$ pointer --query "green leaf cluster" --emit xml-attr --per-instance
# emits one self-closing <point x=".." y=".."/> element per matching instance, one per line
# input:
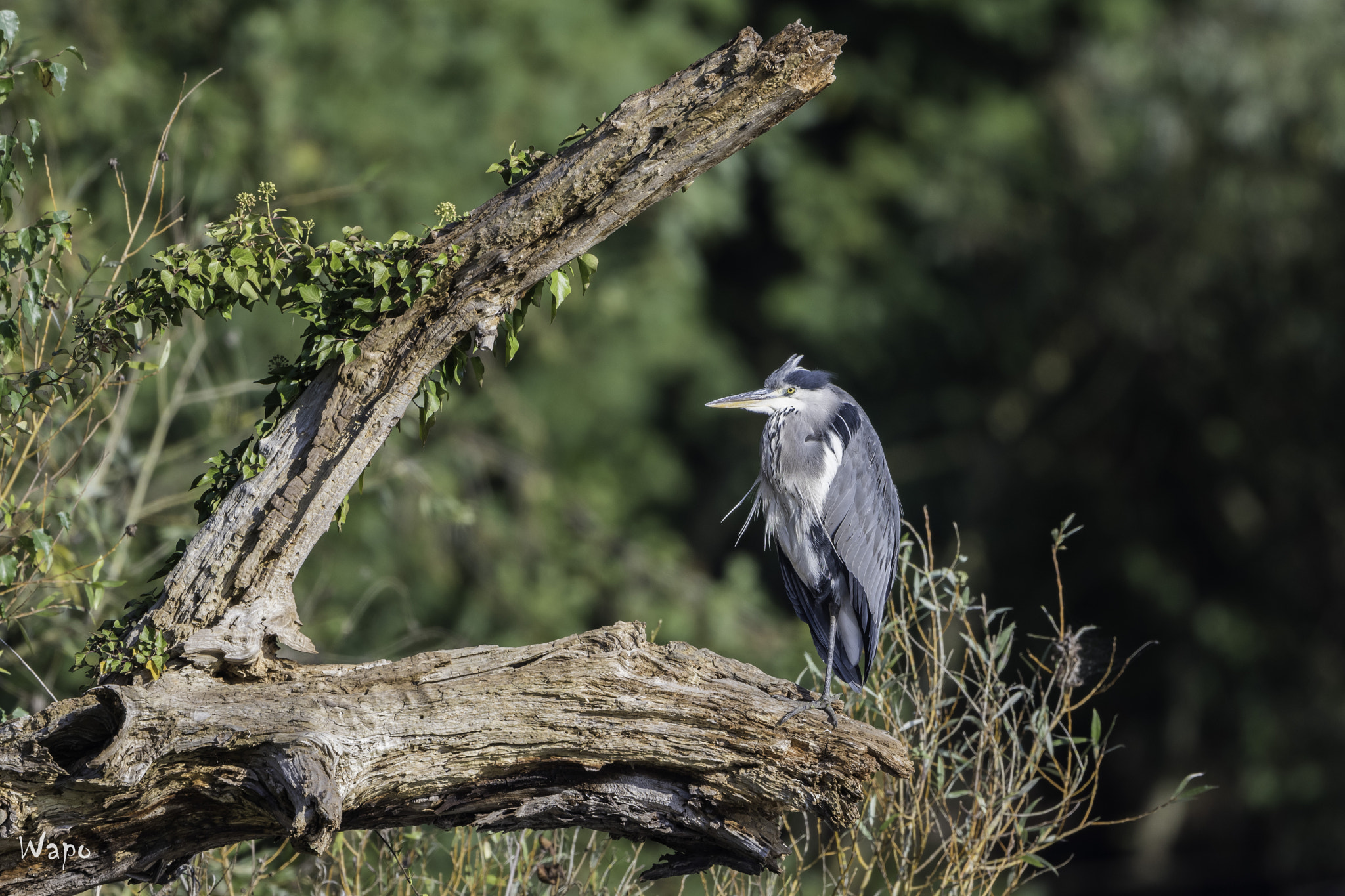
<point x="518" y="164"/>
<point x="47" y="70"/>
<point x="342" y="288"/>
<point x="106" y="651"/>
<point x="223" y="471"/>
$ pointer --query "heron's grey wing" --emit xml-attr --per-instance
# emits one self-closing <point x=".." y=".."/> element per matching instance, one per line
<point x="814" y="609"/>
<point x="862" y="516"/>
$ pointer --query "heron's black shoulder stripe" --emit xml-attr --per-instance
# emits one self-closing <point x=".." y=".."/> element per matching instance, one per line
<point x="847" y="423"/>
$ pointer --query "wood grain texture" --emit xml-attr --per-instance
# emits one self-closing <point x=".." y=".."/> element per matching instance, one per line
<point x="602" y="730"/>
<point x="231" y="598"/>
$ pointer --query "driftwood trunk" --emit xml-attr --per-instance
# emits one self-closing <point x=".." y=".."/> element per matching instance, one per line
<point x="602" y="730"/>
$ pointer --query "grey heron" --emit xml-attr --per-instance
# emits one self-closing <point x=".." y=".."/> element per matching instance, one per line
<point x="833" y="512"/>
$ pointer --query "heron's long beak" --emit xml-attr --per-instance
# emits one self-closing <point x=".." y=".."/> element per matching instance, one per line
<point x="744" y="399"/>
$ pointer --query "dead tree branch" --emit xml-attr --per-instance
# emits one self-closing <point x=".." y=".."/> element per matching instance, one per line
<point x="602" y="730"/>
<point x="231" y="597"/>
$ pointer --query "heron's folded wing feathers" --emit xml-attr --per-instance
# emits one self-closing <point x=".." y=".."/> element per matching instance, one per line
<point x="862" y="516"/>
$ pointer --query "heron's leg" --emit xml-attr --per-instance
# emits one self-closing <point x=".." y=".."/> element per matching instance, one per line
<point x="825" y="703"/>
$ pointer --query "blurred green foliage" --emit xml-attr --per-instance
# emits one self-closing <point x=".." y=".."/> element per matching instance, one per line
<point x="1072" y="255"/>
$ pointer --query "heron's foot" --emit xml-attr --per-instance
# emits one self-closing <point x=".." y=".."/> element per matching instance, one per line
<point x="824" y="703"/>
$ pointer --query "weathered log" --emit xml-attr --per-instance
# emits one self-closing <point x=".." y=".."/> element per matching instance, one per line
<point x="231" y="597"/>
<point x="602" y="730"/>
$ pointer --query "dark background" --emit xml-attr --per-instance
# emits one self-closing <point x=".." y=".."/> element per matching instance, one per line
<point x="1072" y="257"/>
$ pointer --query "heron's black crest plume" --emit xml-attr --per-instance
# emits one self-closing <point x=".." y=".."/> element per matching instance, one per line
<point x="790" y="373"/>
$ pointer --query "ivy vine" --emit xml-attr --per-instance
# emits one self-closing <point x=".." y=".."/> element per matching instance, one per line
<point x="343" y="288"/>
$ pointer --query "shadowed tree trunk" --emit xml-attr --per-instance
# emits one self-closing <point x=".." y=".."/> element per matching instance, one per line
<point x="602" y="730"/>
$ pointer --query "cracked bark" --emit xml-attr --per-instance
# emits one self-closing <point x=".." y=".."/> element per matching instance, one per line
<point x="602" y="730"/>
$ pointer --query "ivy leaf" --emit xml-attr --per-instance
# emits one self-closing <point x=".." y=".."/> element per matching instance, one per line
<point x="233" y="278"/>
<point x="586" y="265"/>
<point x="560" y="285"/>
<point x="380" y="272"/>
<point x="42" y="547"/>
<point x="10" y="24"/>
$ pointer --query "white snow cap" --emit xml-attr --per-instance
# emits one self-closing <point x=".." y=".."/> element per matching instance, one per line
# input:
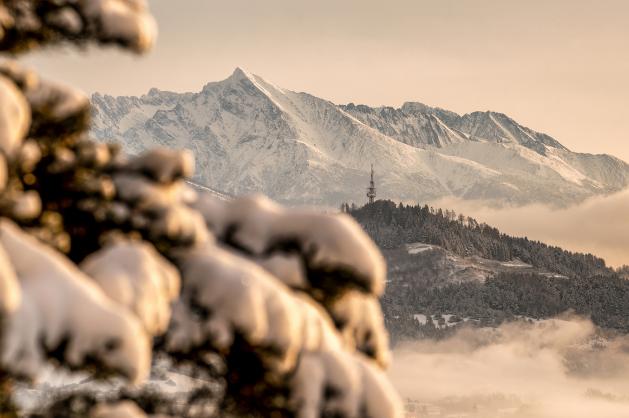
<point x="128" y="21"/>
<point x="328" y="243"/>
<point x="136" y="276"/>
<point x="15" y="116"/>
<point x="61" y="308"/>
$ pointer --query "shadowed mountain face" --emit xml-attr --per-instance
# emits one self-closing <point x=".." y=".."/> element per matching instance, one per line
<point x="249" y="135"/>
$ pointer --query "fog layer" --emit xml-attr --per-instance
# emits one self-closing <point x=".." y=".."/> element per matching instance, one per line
<point x="552" y="369"/>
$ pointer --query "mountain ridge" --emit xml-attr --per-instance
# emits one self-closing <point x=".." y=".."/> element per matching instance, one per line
<point x="249" y="135"/>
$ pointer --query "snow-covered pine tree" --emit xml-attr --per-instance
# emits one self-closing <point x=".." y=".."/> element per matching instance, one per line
<point x="113" y="265"/>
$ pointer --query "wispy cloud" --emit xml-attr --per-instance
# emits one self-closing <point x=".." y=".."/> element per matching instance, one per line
<point x="547" y="370"/>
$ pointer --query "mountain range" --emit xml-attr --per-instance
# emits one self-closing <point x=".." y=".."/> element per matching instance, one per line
<point x="249" y="135"/>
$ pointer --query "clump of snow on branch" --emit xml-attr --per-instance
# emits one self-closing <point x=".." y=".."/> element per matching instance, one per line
<point x="27" y="24"/>
<point x="124" y="409"/>
<point x="10" y="293"/>
<point x="63" y="311"/>
<point x="225" y="296"/>
<point x="15" y="116"/>
<point x="136" y="276"/>
<point x="330" y="246"/>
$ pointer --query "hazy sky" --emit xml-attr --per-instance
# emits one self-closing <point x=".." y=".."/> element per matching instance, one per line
<point x="557" y="66"/>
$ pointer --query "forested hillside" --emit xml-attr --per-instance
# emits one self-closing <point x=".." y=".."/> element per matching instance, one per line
<point x="423" y="301"/>
<point x="392" y="225"/>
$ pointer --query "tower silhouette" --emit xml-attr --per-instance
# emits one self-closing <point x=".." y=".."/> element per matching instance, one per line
<point x="371" y="190"/>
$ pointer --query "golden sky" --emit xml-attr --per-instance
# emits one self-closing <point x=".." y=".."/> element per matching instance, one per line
<point x="557" y="66"/>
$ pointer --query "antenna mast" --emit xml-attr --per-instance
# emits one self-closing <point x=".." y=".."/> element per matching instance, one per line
<point x="371" y="190"/>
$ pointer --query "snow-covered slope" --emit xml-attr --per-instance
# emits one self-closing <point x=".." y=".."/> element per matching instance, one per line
<point x="249" y="135"/>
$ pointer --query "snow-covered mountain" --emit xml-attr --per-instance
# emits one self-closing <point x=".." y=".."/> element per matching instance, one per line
<point x="249" y="135"/>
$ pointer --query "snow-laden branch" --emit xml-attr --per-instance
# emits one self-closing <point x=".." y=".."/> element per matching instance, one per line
<point x="27" y="24"/>
<point x="64" y="315"/>
<point x="335" y="251"/>
<point x="136" y="276"/>
<point x="227" y="299"/>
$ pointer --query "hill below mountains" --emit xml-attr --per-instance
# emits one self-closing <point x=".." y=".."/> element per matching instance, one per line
<point x="447" y="271"/>
<point x="249" y="135"/>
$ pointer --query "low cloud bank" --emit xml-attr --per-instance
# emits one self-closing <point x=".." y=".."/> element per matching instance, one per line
<point x="552" y="369"/>
<point x="599" y="225"/>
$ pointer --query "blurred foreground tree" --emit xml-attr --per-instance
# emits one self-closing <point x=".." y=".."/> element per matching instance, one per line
<point x="115" y="267"/>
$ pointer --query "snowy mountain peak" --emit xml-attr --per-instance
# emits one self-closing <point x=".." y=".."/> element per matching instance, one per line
<point x="249" y="135"/>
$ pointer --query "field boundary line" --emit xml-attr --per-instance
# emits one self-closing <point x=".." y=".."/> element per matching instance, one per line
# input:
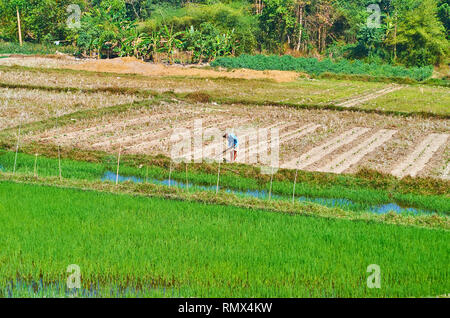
<point x="298" y="208"/>
<point x="446" y="174"/>
<point x="309" y="128"/>
<point x="325" y="149"/>
<point x="87" y="132"/>
<point x="155" y="134"/>
<point x="154" y="141"/>
<point x="370" y="96"/>
<point x="353" y="156"/>
<point x="242" y="138"/>
<point x="417" y="160"/>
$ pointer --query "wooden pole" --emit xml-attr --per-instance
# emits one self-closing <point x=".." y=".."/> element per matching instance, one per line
<point x="218" y="178"/>
<point x="118" y="165"/>
<point x="59" y="163"/>
<point x="170" y="171"/>
<point x="187" y="182"/>
<point x="271" y="179"/>
<point x="17" y="150"/>
<point x="35" y="166"/>
<point x="19" y="26"/>
<point x="295" y="181"/>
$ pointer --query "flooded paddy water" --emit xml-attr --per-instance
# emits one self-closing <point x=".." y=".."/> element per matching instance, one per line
<point x="342" y="203"/>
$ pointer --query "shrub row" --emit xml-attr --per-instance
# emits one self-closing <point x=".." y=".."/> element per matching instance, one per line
<point x="315" y="67"/>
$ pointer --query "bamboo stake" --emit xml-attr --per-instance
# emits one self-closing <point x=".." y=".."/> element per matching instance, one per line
<point x="19" y="26"/>
<point x="295" y="181"/>
<point x="218" y="178"/>
<point x="170" y="171"/>
<point x="187" y="182"/>
<point x="35" y="166"/>
<point x="17" y="150"/>
<point x="59" y="163"/>
<point x="118" y="165"/>
<point x="271" y="179"/>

•••••

(Task prompt) Please extract every line of the material above that contains the string "wing", copying each one in full.

(Exercise result)
$ pointer --query "heron's grey wing" --emit xml-attr --per-instance
$ pointer --query "heron's folded wing feathers" --emit xml-attr --per-instance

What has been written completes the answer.